| TASK OBJECTIVE |
Which lines in the rows below contain the string "wrought"? Copy each of those lines in full.

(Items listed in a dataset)
<<<<
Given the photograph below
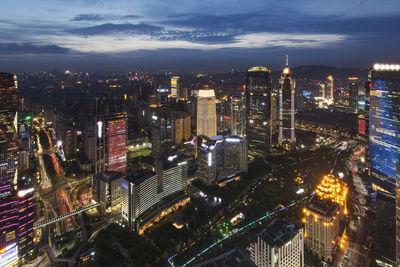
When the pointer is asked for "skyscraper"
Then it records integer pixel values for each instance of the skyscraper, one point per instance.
(287, 109)
(175, 86)
(398, 216)
(206, 113)
(111, 132)
(161, 133)
(26, 214)
(9, 211)
(384, 125)
(323, 216)
(280, 244)
(353, 93)
(258, 108)
(8, 95)
(238, 115)
(329, 87)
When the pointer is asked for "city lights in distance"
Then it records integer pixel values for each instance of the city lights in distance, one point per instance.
(387, 67)
(24, 192)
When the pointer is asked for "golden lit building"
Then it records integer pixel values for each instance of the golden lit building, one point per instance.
(323, 216)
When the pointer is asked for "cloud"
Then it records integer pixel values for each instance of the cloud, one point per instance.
(26, 48)
(101, 17)
(110, 28)
(88, 17)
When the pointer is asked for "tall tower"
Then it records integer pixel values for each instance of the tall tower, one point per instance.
(258, 109)
(8, 96)
(353, 93)
(175, 86)
(206, 113)
(286, 108)
(111, 134)
(384, 124)
(329, 84)
(238, 115)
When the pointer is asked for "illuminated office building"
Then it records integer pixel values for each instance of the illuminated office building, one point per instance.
(162, 97)
(8, 96)
(161, 133)
(206, 113)
(353, 93)
(329, 88)
(111, 134)
(238, 115)
(235, 153)
(9, 211)
(258, 108)
(281, 244)
(140, 189)
(175, 86)
(107, 189)
(287, 109)
(398, 216)
(26, 215)
(384, 125)
(323, 216)
(220, 157)
(180, 127)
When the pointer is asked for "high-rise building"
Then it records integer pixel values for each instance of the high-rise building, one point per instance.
(384, 125)
(9, 225)
(107, 189)
(161, 133)
(287, 109)
(162, 97)
(220, 157)
(398, 216)
(235, 153)
(323, 216)
(180, 127)
(258, 108)
(9, 211)
(209, 158)
(8, 95)
(26, 214)
(329, 88)
(238, 115)
(206, 113)
(175, 86)
(353, 93)
(280, 244)
(111, 135)
(140, 189)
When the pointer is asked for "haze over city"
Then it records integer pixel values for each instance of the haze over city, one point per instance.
(200, 133)
(188, 36)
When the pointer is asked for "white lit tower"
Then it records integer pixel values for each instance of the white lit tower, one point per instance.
(287, 86)
(206, 113)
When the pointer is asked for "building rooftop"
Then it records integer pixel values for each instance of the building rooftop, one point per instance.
(233, 257)
(108, 176)
(139, 176)
(323, 207)
(279, 232)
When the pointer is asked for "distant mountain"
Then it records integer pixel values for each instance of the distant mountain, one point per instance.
(320, 72)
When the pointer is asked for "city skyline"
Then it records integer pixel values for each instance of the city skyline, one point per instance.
(190, 36)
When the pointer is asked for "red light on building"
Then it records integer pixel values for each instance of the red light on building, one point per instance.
(361, 127)
(117, 145)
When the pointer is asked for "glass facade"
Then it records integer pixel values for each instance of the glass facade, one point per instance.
(286, 109)
(238, 116)
(258, 108)
(384, 130)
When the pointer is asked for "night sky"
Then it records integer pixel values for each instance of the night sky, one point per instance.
(195, 35)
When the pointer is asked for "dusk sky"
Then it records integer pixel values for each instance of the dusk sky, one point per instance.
(188, 35)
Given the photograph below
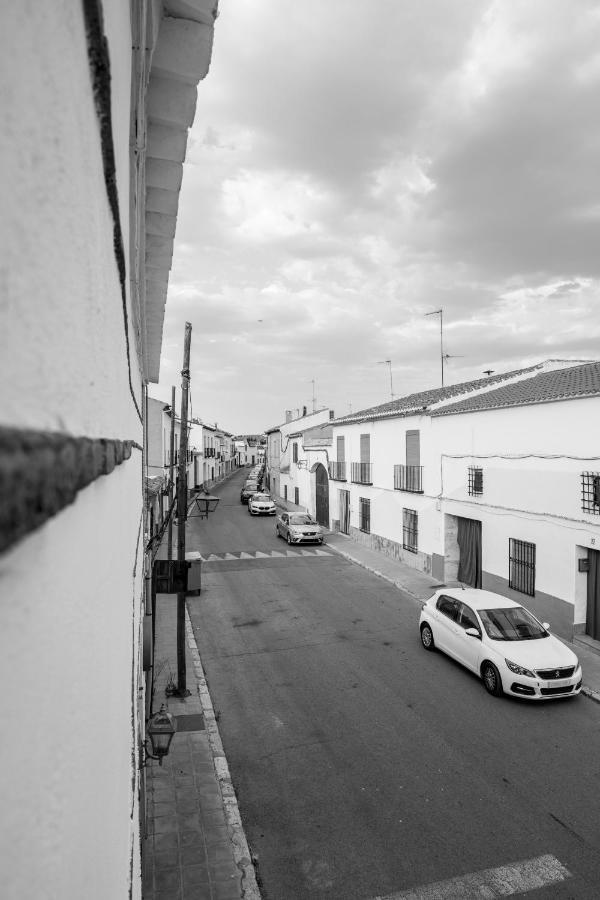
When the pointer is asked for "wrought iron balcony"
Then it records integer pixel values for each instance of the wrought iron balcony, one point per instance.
(337, 470)
(408, 478)
(361, 473)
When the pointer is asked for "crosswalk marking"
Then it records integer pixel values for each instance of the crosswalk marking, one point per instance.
(505, 881)
(261, 554)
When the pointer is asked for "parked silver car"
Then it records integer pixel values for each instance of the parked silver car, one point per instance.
(261, 505)
(299, 528)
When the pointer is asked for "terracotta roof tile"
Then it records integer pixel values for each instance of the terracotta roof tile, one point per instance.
(422, 401)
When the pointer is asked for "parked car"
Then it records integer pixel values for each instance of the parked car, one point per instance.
(298, 528)
(251, 487)
(502, 642)
(261, 505)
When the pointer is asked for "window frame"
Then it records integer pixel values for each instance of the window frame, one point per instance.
(521, 566)
(475, 481)
(410, 530)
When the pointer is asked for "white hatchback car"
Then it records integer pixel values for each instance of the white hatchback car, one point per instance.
(261, 505)
(502, 642)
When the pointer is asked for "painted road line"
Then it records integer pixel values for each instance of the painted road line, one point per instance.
(505, 881)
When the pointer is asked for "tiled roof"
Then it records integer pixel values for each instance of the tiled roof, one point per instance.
(562, 384)
(422, 401)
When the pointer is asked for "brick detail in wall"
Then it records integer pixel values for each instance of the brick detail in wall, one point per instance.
(41, 472)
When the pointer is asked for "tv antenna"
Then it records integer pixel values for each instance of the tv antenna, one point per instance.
(440, 313)
(388, 362)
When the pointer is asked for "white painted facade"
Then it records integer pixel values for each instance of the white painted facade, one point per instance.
(72, 589)
(532, 459)
(290, 464)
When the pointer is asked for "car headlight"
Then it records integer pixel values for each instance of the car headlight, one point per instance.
(519, 670)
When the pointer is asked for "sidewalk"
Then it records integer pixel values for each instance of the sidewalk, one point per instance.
(196, 846)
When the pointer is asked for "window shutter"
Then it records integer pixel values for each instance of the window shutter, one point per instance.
(365, 448)
(413, 448)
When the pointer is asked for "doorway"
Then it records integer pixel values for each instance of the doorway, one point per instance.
(322, 495)
(592, 619)
(344, 502)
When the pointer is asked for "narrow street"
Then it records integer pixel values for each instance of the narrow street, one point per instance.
(365, 767)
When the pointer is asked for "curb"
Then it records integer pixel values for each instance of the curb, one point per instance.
(241, 851)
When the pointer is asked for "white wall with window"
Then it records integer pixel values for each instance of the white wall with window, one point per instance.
(538, 465)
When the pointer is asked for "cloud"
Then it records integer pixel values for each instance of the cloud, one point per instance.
(354, 166)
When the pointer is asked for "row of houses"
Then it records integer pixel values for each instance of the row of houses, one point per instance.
(212, 454)
(494, 483)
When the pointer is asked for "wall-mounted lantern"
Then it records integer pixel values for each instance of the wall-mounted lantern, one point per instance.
(160, 730)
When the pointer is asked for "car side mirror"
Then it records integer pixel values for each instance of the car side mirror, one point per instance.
(472, 632)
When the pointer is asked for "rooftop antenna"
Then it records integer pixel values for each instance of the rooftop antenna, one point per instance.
(388, 362)
(440, 313)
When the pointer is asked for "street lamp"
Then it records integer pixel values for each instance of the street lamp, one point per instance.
(160, 730)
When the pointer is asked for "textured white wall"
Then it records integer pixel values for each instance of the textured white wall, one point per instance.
(70, 593)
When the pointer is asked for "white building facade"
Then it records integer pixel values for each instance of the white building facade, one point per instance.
(97, 102)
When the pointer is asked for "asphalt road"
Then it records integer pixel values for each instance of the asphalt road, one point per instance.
(366, 767)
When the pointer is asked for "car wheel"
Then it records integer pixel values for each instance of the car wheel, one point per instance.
(427, 637)
(491, 679)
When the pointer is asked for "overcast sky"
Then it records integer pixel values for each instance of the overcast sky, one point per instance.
(356, 165)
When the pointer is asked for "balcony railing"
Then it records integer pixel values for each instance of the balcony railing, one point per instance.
(360, 473)
(408, 478)
(337, 470)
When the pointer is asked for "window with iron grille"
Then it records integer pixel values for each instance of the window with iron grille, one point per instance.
(475, 481)
(521, 562)
(337, 470)
(590, 492)
(364, 514)
(410, 530)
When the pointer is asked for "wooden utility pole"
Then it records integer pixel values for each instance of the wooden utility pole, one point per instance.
(182, 499)
(171, 475)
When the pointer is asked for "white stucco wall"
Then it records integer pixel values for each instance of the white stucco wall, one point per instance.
(71, 592)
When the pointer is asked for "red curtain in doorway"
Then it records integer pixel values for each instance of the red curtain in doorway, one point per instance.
(592, 621)
(469, 543)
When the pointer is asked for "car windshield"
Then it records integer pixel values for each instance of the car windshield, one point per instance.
(512, 624)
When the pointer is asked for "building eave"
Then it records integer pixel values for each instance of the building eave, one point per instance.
(180, 60)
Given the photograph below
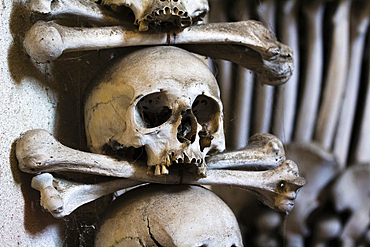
>>>>
| ANSWER TO THE TASK |
When the pointer is asked for "wrought iron balcony"
Then it records integer pixel values for each instance of the wrought iron balcony, one point per instance.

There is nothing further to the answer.